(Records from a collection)
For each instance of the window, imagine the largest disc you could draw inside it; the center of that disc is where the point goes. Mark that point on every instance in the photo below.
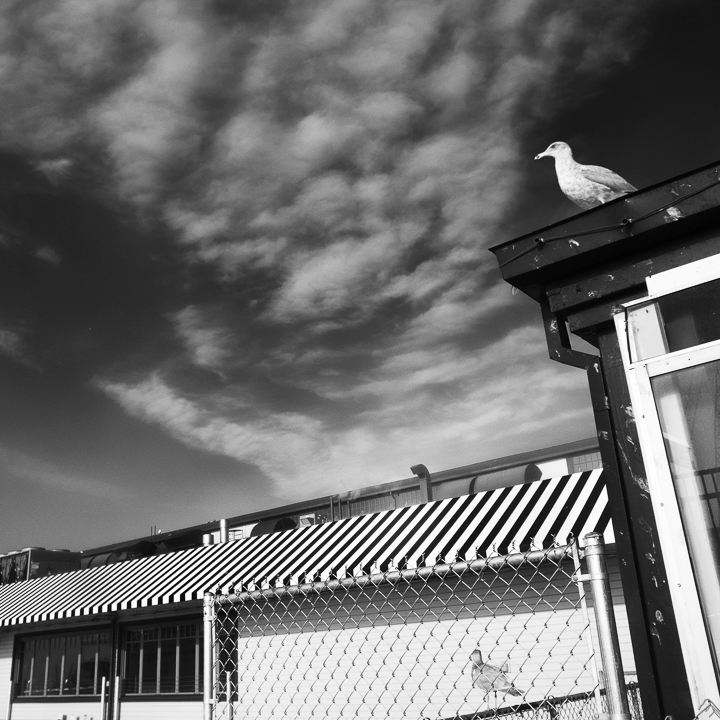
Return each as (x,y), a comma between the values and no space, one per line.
(163,659)
(588,461)
(67,664)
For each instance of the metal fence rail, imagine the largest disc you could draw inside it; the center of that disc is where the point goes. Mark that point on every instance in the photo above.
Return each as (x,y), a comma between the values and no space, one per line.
(495,637)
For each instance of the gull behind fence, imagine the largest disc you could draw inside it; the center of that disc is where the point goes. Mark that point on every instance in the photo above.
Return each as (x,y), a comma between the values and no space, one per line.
(504,636)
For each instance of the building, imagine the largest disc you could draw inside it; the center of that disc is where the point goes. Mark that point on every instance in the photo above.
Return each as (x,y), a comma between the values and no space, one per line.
(125,638)
(642,285)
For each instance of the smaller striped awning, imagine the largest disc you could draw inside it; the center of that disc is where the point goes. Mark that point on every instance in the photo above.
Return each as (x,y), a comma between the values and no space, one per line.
(530,516)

◆ PROBLEM STATEMENT
Copy all the data exactly as written, but skip any picture.

◆ RESPONSE BELOW
For each instance of the window, imagine the largest disc you could draw inside it; the center of that disc is where the point goes. Mark that point on every instance in the photo below.
Return each as (x,y), a comma between the values and no space, one per line.
(163,659)
(588,461)
(67,664)
For each instance of the metal fence rail, imagine the largest disc you could draw inside it; the center of that disc is where the point goes. Mark that point on every instance in the photo above.
Return each as (x,y), a comma between the values and no space, one per line.
(495,637)
For each instance of the gull behind fence, imagine the largest disc you could draw inside it; the center of that disc is where the point goes. Mark that point on every instance in the photo above.
Return each as (x,y), a comma between the values and no space, one per line.
(504,636)
For each instance of the building, imagine the largest disc you could draw inside it; the center of that disc is where the point goes. Mark that point on every instance in the photo above.
Return each as (x,y), a comma between the values and no space, one per line.
(125,638)
(642,285)
For each instance of the smaller striped awning, imagine the largest disc you could draw inside it; the center of that disc is where the point goes. Mark that point on every instance in the photo above.
Return each as (x,y), a comma between the values and no space, one per line.
(530,516)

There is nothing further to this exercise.